§ 과제 안내
아래 줄을 모두 '문장'과 '답' 두 열로 된 CSV로 바꿔 쓰세요. 답 하나마다 한 행을 만들어, 그 답 앞의 문장 줄은 '문장' 열에, 답은 '답' 열에 각각 큰따옴표로 묶어 넣고 줄바꿈은 공백으로 바꾸세요.
+++ 제공 자료
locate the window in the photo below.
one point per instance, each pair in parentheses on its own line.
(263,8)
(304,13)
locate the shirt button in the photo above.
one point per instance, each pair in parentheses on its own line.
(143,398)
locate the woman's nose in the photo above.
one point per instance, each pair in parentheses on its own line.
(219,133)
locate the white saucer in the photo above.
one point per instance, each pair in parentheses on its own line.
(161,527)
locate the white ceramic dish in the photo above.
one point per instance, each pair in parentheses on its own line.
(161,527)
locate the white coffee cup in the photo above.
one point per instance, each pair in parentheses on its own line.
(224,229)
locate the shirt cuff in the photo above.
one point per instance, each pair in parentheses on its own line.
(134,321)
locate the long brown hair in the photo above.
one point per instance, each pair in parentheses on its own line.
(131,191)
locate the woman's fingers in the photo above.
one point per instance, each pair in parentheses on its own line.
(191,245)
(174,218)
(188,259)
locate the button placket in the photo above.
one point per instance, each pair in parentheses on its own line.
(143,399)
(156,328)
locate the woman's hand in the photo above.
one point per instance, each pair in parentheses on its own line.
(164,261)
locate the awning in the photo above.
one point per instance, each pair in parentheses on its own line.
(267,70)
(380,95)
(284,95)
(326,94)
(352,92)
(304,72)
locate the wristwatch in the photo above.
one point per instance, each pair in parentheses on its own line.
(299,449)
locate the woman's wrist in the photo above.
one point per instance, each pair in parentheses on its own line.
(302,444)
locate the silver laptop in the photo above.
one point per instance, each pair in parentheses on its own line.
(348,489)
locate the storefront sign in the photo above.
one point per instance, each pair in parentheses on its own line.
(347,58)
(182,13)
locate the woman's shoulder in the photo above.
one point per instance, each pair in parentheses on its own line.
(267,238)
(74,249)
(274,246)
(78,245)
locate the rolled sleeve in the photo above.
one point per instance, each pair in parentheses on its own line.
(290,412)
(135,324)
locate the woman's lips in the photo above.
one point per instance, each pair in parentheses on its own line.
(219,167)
++++++
§ 과제 결과
문장,답
"locate the window in the photo below. one point per instance, each pair in parentheses on its own line.","(263,8) (304,13)"
"locate the shirt button in the photo above. one point per instance, each pair in parentheses on its own line.","(143,398)"
"locate the woman's nose in the photo above. one point per instance, each pair in parentheses on its own line.","(219,133)"
"locate the white saucer in the photo above. one point per instance, each pair in parentheses on its own line.","(161,527)"
"locate the white ceramic dish in the photo above. one point per instance, each pair in parentheses on its own line.","(161,527)"
"locate the white coffee cup in the photo above. one point per instance, each pair in parentheses on its own line.","(224,229)"
"locate the shirt cuff in the photo above. one point per instance, each pair in parentheses on its own line.","(134,321)"
"locate the long brown hair in the photo above. one point per instance, each pair in parentheses on its own line.","(131,191)"
"locate the woman's fingers in the photo above. one point per instance, each pair in parentheses on its own line.","(191,245) (174,218) (188,259)"
"locate the button placket in the photo above. one point per instance, each pair in parentheses on its own line.","(143,399) (156,328)"
"locate the woman's hand in the photo above. one point per instance, each pair in parentheses on its own line.","(164,261)"
"locate the awning in the photo above. one point per instance, each pair in parentheses on its own line.","(267,70) (380,95) (284,95) (326,94) (352,92) (304,72)"
"locate the wristwatch in the photo above. one point per instance, each pair in parentheses on its own line.","(299,449)"
"locate the woman's wrist in the photo above. one point per instance, each pair in parentheses on its own line.","(302,444)"
"locate the silver laptop in the photo above. one point per instance, each pair in parentheses on its own line.","(348,489)"
"locate the storefront sign in the photo above. one point per instance, each pair in parentheses on its own line.","(347,58) (182,13)"
"locate the woman's shoulder in the photo above. one point per instance, each pair in parentheses on its own line.","(267,238) (74,249) (274,246) (78,245)"
"locate the rolled sleeve in the photo above. one point per instance, each pair in parentheses on its own line.","(290,412) (135,324)"
"locate the woman's lips in the photo above. one point per instance, each pair in parentheses on its own line.","(219,167)"